(Recorded data)
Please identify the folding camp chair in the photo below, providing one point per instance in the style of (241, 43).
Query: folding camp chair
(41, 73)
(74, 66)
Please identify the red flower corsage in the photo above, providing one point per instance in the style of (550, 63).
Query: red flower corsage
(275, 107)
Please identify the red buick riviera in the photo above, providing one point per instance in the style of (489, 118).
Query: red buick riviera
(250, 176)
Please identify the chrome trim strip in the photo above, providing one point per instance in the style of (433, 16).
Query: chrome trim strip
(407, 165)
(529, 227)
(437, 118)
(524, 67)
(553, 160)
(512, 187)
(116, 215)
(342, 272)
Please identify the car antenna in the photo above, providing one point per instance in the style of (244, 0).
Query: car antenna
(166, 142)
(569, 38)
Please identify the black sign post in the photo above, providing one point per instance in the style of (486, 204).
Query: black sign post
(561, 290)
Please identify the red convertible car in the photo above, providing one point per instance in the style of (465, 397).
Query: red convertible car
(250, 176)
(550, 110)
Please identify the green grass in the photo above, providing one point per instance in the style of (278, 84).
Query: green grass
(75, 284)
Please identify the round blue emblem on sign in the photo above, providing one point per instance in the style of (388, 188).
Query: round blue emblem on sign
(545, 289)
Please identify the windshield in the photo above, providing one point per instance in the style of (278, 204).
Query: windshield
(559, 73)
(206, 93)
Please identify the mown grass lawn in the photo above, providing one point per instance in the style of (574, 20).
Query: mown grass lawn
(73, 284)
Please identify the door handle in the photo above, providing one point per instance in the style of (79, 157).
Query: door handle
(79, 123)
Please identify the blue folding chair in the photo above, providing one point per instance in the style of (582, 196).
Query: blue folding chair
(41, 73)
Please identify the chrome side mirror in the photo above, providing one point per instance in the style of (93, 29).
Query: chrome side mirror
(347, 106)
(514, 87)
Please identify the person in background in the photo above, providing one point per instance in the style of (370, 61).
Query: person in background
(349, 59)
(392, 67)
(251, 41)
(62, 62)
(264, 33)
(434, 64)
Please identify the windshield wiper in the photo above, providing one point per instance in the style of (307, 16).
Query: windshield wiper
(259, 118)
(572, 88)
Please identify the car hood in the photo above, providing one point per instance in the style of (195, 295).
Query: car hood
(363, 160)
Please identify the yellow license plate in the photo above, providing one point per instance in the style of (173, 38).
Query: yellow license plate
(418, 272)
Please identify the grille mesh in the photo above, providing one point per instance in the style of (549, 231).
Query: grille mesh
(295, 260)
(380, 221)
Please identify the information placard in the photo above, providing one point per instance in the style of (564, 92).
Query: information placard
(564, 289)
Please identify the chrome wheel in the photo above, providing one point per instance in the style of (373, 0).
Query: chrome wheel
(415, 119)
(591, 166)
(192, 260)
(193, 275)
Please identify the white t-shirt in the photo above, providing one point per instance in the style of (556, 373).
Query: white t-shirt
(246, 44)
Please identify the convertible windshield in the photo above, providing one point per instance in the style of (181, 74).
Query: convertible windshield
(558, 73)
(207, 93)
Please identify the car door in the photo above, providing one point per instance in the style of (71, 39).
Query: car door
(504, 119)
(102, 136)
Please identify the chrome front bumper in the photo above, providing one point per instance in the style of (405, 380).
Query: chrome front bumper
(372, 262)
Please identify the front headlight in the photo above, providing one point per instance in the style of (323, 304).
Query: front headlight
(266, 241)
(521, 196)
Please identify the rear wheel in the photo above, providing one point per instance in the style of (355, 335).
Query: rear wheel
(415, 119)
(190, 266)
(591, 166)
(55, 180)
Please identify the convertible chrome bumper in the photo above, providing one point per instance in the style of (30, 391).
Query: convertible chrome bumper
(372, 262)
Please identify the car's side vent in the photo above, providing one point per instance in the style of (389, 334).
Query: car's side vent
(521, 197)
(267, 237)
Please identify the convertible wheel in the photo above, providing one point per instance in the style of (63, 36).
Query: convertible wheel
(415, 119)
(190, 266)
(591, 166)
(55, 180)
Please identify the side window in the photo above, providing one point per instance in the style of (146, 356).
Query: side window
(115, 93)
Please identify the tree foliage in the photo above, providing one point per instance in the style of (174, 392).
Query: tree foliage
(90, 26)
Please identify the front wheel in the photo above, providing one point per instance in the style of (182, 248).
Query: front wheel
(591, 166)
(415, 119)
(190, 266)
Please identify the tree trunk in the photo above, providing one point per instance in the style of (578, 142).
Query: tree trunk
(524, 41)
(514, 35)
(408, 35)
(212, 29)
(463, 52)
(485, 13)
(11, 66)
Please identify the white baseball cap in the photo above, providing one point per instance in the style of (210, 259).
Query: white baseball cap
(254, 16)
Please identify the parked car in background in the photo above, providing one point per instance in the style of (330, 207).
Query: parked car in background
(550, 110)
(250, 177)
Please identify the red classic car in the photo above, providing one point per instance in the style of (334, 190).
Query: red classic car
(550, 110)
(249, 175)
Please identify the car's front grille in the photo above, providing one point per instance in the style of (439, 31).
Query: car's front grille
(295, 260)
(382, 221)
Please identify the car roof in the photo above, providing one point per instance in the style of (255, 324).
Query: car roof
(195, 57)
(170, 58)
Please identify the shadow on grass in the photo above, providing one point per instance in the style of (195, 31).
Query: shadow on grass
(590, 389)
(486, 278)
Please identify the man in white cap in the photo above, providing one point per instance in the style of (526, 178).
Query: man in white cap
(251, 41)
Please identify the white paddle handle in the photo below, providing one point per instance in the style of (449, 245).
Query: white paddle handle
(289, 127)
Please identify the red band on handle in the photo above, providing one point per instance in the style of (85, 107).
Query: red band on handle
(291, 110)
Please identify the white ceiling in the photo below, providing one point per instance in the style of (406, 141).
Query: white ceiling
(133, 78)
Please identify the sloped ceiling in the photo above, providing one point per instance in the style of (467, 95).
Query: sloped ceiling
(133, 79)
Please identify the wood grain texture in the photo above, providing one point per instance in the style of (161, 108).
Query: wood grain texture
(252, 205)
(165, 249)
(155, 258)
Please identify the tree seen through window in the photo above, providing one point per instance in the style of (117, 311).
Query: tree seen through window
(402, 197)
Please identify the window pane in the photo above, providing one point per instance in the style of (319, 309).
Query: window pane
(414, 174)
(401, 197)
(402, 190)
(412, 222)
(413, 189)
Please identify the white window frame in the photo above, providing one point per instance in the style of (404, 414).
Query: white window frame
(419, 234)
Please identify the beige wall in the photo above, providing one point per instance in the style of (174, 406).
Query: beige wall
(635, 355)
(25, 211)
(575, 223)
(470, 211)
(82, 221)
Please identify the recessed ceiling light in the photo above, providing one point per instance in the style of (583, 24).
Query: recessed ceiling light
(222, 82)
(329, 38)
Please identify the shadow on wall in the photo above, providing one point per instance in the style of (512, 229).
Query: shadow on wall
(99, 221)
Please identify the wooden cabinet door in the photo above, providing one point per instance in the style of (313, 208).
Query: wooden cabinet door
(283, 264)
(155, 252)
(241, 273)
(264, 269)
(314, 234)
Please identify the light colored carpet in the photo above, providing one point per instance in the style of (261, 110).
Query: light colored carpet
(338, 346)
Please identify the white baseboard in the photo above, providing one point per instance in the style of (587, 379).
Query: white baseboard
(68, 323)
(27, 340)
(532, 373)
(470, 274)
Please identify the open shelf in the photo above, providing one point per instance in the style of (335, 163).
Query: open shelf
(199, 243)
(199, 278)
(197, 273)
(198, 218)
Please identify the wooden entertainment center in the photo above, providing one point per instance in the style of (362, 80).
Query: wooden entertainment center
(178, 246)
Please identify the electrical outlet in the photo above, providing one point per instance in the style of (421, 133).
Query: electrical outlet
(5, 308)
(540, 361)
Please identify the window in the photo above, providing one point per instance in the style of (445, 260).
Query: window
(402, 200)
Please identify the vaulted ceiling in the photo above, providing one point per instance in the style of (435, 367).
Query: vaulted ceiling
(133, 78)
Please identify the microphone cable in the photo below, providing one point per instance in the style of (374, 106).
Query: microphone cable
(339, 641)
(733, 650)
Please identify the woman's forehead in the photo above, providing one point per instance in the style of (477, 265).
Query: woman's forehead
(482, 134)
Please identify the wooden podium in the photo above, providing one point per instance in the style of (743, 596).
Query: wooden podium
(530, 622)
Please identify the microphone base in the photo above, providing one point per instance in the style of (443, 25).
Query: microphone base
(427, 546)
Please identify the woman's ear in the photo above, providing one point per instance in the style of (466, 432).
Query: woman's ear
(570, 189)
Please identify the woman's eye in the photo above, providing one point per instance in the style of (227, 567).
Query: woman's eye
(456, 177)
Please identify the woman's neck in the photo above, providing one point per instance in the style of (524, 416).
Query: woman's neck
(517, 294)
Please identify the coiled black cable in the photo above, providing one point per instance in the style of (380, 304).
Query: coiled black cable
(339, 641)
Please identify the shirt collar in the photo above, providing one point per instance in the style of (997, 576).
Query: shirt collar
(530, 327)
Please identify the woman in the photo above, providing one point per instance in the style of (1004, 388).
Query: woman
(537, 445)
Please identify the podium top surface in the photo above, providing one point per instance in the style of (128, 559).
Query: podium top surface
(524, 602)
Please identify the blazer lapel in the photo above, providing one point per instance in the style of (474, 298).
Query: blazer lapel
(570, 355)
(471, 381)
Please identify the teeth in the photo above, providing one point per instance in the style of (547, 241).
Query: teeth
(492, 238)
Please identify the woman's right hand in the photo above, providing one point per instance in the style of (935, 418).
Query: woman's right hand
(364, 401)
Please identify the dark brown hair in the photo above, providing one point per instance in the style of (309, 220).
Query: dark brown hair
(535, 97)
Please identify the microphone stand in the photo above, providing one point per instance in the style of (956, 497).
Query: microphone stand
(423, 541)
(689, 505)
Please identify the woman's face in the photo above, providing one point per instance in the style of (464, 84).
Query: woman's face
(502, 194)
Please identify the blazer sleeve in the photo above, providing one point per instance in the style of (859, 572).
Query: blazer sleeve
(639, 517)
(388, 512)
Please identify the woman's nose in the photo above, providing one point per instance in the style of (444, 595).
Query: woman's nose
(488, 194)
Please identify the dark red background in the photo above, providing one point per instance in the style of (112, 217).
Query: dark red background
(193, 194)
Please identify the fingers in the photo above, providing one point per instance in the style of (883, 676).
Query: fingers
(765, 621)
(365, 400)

• [AIM OF THE EXERCISE] Show all lines above holding "below".

• [EXERCISE OUTPUT]
Please identify the folding camp chair in the photo below, providing one point per instance in the style of (241, 43).
Please identify the white paddle handle in the photo below, providing one point per instance in the style of (449, 245).
Please identify the white ceiling in the photo below, providing one point per instance in the style of (406, 141).
Please identify the microphone cable in the photo below, providing one point per instance in the style of (374, 106).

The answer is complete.